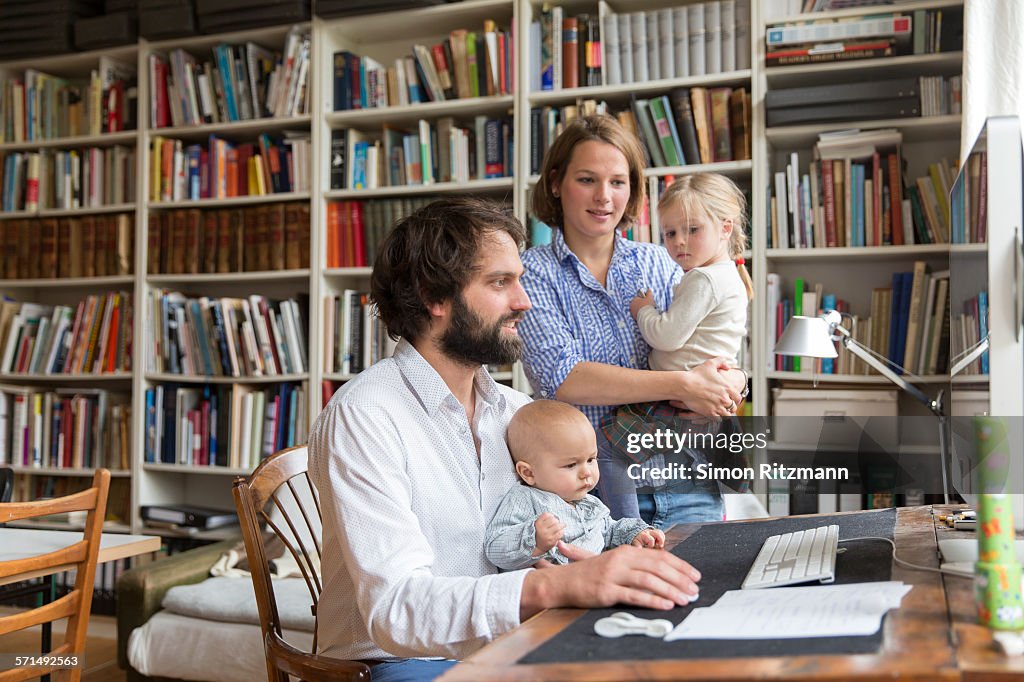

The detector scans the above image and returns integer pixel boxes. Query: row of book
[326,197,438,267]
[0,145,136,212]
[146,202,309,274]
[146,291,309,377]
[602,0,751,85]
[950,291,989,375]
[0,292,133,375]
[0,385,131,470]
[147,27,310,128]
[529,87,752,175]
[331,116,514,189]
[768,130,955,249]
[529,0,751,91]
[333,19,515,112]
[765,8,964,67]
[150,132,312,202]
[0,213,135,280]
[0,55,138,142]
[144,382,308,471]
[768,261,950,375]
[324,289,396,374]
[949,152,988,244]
= = = =
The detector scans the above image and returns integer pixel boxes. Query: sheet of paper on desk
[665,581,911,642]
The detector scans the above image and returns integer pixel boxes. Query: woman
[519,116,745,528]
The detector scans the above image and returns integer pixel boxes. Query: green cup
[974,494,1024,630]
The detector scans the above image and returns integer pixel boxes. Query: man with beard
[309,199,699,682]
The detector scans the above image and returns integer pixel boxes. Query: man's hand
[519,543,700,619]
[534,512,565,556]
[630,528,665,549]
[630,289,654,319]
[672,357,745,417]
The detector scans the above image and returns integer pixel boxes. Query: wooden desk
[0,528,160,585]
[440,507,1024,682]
= = = =
Please rewrite the rows from the line that has "Query: green cup" through the line that has "[440,507,1024,682]", changing "integer pixel boxes" to "whole-number pixel boxes" and leaving everything else as it is.

The detector scans the above image and returns whole-number pixel boxes. Query: green cup
[974,494,1024,630]
The detector scans the above image and returns whole-number pixel boxes. Query: man with beard
[309,199,699,682]
The detector scans the above image and returns whole-number pixel boxes. Query: man's hand
[519,543,700,619]
[534,512,565,556]
[630,528,665,549]
[630,289,654,319]
[672,357,745,417]
The detector scans the above image and returns whole-number pixel boxes. Query: wooden desk
[0,528,160,585]
[440,507,1024,682]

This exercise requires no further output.